In the stretch from the line containing "In this photo, each instance of the window" through the final line, replace every "marker" with "point", leaving all else unchanged, and reproduce only that stretch.

# Entries shown
+ + + + + + +
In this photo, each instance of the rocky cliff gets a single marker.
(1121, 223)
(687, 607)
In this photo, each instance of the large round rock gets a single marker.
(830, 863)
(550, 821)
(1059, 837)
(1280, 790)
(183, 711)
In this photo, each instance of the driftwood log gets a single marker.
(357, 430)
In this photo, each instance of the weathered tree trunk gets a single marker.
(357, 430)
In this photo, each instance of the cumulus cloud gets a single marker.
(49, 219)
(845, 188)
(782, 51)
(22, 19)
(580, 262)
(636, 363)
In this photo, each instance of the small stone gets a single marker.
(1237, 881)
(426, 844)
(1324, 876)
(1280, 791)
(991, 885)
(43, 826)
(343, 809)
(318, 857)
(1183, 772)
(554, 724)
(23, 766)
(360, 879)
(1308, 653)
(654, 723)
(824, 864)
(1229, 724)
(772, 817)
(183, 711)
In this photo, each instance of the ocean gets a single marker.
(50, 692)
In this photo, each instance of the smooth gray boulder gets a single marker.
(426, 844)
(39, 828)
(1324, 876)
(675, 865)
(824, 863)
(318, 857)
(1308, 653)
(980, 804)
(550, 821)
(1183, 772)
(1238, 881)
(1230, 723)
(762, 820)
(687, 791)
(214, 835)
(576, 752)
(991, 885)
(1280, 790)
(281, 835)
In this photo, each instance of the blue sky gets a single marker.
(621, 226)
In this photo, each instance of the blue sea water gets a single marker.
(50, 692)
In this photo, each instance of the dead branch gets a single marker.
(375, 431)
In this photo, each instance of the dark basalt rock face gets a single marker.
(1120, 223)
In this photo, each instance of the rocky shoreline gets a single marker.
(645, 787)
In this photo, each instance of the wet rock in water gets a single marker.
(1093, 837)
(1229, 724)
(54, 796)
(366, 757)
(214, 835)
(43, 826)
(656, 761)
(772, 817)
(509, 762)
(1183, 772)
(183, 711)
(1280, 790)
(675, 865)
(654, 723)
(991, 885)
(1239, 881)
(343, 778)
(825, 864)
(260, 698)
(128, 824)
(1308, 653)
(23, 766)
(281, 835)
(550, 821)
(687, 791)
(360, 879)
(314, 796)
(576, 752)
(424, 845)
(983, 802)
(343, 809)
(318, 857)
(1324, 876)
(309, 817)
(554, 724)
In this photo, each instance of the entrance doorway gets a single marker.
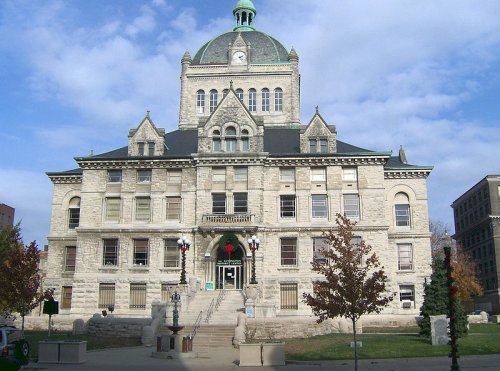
(229, 277)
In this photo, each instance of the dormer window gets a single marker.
(239, 94)
(230, 137)
(140, 148)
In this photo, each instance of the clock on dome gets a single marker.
(239, 57)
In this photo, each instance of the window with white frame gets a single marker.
(70, 258)
(252, 100)
(287, 206)
(289, 295)
(288, 248)
(213, 100)
(318, 174)
(351, 205)
(114, 176)
(151, 148)
(66, 294)
(241, 174)
(323, 146)
(278, 99)
(240, 202)
(230, 138)
(110, 252)
(137, 296)
(287, 174)
(402, 210)
(173, 208)
(245, 140)
(106, 295)
(144, 176)
(265, 100)
(319, 206)
(407, 296)
(405, 256)
(142, 208)
(313, 146)
(319, 246)
(112, 212)
(218, 203)
(174, 177)
(141, 250)
(216, 141)
(218, 174)
(349, 174)
(200, 101)
(171, 254)
(74, 213)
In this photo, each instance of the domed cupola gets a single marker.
(244, 15)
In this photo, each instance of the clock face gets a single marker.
(239, 57)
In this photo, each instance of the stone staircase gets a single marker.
(219, 330)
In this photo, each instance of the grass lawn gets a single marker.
(93, 342)
(482, 339)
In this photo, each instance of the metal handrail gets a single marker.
(210, 309)
(197, 325)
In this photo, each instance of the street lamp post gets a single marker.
(183, 244)
(452, 290)
(253, 243)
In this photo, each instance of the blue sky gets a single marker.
(75, 76)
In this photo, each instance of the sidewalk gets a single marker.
(139, 358)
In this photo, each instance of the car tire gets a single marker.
+ + + + + + +
# Written reply
In this photo, each instance of the window with white frame gets a single point.
(70, 258)
(252, 100)
(287, 206)
(289, 295)
(288, 248)
(213, 100)
(318, 174)
(351, 205)
(114, 176)
(151, 148)
(66, 294)
(241, 174)
(323, 146)
(278, 99)
(240, 202)
(230, 138)
(110, 252)
(137, 296)
(287, 174)
(402, 210)
(173, 208)
(245, 140)
(106, 295)
(144, 176)
(265, 100)
(319, 206)
(407, 296)
(405, 256)
(142, 208)
(313, 146)
(319, 246)
(112, 212)
(218, 203)
(174, 177)
(141, 250)
(216, 141)
(218, 174)
(349, 174)
(200, 101)
(171, 254)
(74, 213)
In this photo, each instance of the domed cupola gets a single point.
(244, 15)
In this photo, each instance of the clock face gets a single point.
(239, 57)
In this photo, each instance of the stone staircase gets a single point.
(219, 330)
In this photo, each instance of the grass lawn gets a single point.
(93, 342)
(482, 339)
In this photo, each instance of the metal handrail gets a single point.
(210, 309)
(197, 325)
In this photo, each instance of the street lamp post gets a single point.
(183, 244)
(452, 290)
(253, 243)
In this photo, each instance of the blue sky gets a single point.
(75, 76)
In this photo, each instance of the sidewalk gets a single point.
(139, 358)
In this photo, each instance of the car tire gets a single point.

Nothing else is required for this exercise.